Set exercise:
Reproduce the rows below, swapping "snug" for "tight" everywhere it occurs and leaving every other part untouched.

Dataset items
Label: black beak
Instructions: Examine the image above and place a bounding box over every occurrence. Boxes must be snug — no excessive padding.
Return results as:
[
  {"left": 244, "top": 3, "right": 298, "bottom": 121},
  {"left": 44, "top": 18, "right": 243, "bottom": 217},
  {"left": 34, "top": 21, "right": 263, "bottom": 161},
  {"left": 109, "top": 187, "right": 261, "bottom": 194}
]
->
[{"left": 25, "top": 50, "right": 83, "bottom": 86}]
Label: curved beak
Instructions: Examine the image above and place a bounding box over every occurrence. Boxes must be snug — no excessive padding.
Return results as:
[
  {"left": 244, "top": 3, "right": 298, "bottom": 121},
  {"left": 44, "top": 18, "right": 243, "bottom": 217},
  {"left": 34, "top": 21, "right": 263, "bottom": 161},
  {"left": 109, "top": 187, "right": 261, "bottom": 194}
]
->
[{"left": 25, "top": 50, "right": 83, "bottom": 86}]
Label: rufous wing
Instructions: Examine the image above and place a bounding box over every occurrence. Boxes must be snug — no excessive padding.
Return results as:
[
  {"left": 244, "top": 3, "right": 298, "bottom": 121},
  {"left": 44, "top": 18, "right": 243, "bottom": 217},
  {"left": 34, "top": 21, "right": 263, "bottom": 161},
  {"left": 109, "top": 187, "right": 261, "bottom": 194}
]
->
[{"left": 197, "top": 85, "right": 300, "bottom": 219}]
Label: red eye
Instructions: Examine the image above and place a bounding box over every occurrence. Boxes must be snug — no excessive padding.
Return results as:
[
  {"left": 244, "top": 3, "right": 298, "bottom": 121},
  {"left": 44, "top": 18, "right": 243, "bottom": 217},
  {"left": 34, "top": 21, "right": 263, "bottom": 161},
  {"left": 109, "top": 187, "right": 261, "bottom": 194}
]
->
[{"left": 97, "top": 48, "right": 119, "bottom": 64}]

Answer to the exercise:
Label: black beak
Instructions: Examine the image above and place a bounding box over every occurrence. Boxes must be tight — no excessive padding.
Return results as:
[
  {"left": 244, "top": 3, "right": 298, "bottom": 121},
  {"left": 44, "top": 18, "right": 243, "bottom": 217},
  {"left": 34, "top": 21, "right": 263, "bottom": 161},
  {"left": 109, "top": 187, "right": 261, "bottom": 194}
]
->
[{"left": 25, "top": 50, "right": 83, "bottom": 86}]
Label: curved beak
Instructions: Examine the image above and place a bounding box over every occurrence. Boxes must be tight — no excessive padding.
Return results as:
[
  {"left": 244, "top": 3, "right": 298, "bottom": 121},
  {"left": 44, "top": 18, "right": 243, "bottom": 217},
  {"left": 34, "top": 21, "right": 263, "bottom": 161},
  {"left": 109, "top": 187, "right": 261, "bottom": 194}
]
->
[{"left": 25, "top": 50, "right": 83, "bottom": 86}]
Label: rufous wing
Instructions: Examine the image above and place a bounding box over every occurrence. Boxes must be tight — no excessive padding.
Return results as:
[
  {"left": 244, "top": 3, "right": 298, "bottom": 121},
  {"left": 44, "top": 18, "right": 243, "bottom": 217},
  {"left": 34, "top": 21, "right": 263, "bottom": 161},
  {"left": 109, "top": 187, "right": 261, "bottom": 194}
]
->
[{"left": 197, "top": 85, "right": 300, "bottom": 219}]
Label: red eye
Instructions: Examine the image above and place a bounding box over every occurrence. Boxes must be tight — no excessive padding.
Return results as:
[
  {"left": 244, "top": 3, "right": 298, "bottom": 121},
  {"left": 44, "top": 18, "right": 243, "bottom": 217},
  {"left": 34, "top": 21, "right": 263, "bottom": 161},
  {"left": 109, "top": 187, "right": 261, "bottom": 194}
]
->
[{"left": 97, "top": 48, "right": 119, "bottom": 64}]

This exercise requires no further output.